§ **Data for this task**:
....

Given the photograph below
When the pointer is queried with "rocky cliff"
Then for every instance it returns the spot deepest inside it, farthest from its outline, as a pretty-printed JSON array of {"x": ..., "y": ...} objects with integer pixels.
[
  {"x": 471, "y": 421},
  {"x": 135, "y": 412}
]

....

Rewrite these lines with "rocky cliff" changed to "steep rock face" and nothing else altered.

Given the photograph below
When the pointer is queried with "steep rock face"
Then for every instance it returns the spot deepest inside it, farthest from its outline, as a pretty-printed JSON array of {"x": ..., "y": ...} objects with integer pixels.
[
  {"x": 471, "y": 421},
  {"x": 135, "y": 412}
]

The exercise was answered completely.